**PARTS OF THE EXERCISE:**
[1] In the Proto REPL thread, which two tools does the commenter name as leading candidates?
[2] In the Proto REPL thread, swap "daily" for "everyday" and write out the passage between "I'm an Emacs/CIDER" and "like leading candidates.", inclusive.
[3] Pick up the Proto REPL thread after its last sentence and keep writing.

**TEXT EXTRACT:**

══════════

Proto REPL, a New Clojure Development and Visualization Tool [video] - tosh
https://www.youtube.com/watch?v=buPPGxOnBnk
======
markc
Proto REPL has some great features in its earliest incarnations. Kudos to
Jason for such a great start. The drill-down pretty printed eval output is
very cool. And I love the built in charting/graphing plugin and how easy it is
to use within this IDE.

I'm an Emacs/CIDER hardcore, so it takes a lot to sway me to try something
new.

I'm looking forward to this being refined to the point of fully usable for
daily work. The Clojure community would really benefit from a "just works" IDE
- especially for ClojureBridge where we need to get people up and running
quickly and without teaching them a new editor. Nightcode, and now Proto REPL
seem like leading candidates.

══════════

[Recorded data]
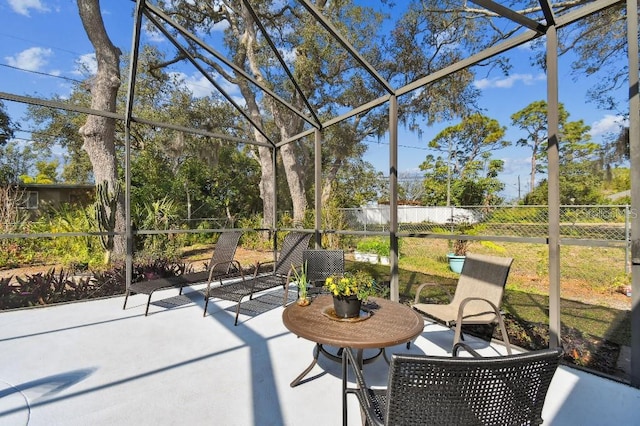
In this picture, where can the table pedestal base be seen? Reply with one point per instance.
(337, 358)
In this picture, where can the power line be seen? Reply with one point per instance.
(42, 73)
(40, 43)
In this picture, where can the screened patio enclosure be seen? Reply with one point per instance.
(541, 25)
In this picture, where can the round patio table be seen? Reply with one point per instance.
(385, 324)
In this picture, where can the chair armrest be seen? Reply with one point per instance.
(423, 286)
(470, 299)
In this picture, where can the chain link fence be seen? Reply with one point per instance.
(594, 239)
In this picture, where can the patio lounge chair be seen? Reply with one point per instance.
(321, 264)
(477, 298)
(505, 390)
(222, 265)
(290, 255)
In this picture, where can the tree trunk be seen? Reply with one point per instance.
(98, 133)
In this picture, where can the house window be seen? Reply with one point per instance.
(29, 200)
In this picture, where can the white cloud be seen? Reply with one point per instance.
(608, 124)
(509, 81)
(32, 59)
(86, 65)
(23, 6)
(200, 86)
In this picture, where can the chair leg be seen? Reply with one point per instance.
(505, 336)
(237, 312)
(206, 303)
(458, 333)
(148, 303)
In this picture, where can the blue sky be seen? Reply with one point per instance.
(46, 38)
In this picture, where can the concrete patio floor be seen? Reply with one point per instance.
(92, 363)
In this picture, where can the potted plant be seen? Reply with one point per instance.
(303, 283)
(460, 247)
(349, 291)
(366, 250)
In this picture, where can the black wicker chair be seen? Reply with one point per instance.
(290, 255)
(222, 265)
(506, 390)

══════════

**RESPONSES IN ORDER:**
[1] Nightcode and Proto REPL.

[2]
I'm an Emacs/CIDER hardcore, so it takes a lot to sway me to try something
new.

I'm looking forward to this being refined to the point of fully usable for
everyday work. The Clojure community would really benefit from a "just works" IDE
- especially for ClojureBridge where we need to get people up and running
quickly and without teaching them a new editor. Nightcode, and now Proto REPL
seem like leading candidates.

[3]
Current minor quibbles: * Eval of charting expressions creates 2 tabs each
time. * Eval popup gets truncated if size exceeds size of frame * Several
charting examples either render improperly or throw exceptions. This may just
be version incompatibilities.

Some of these may be pilot error. I'll confirm and try to report the bugs
soon.

I must say, I miss paredit. Parinfer (at least in this incarnation) drives me
completely bonkers, especially in indent mode. It's magic, but horrible evil
black magic that works "sometimes" and steals and inserts closing ])} willy
nilly. I guess I'll just turn it off unless someone can testify that it can
become tolerable with more experience.

Again, great work Jason.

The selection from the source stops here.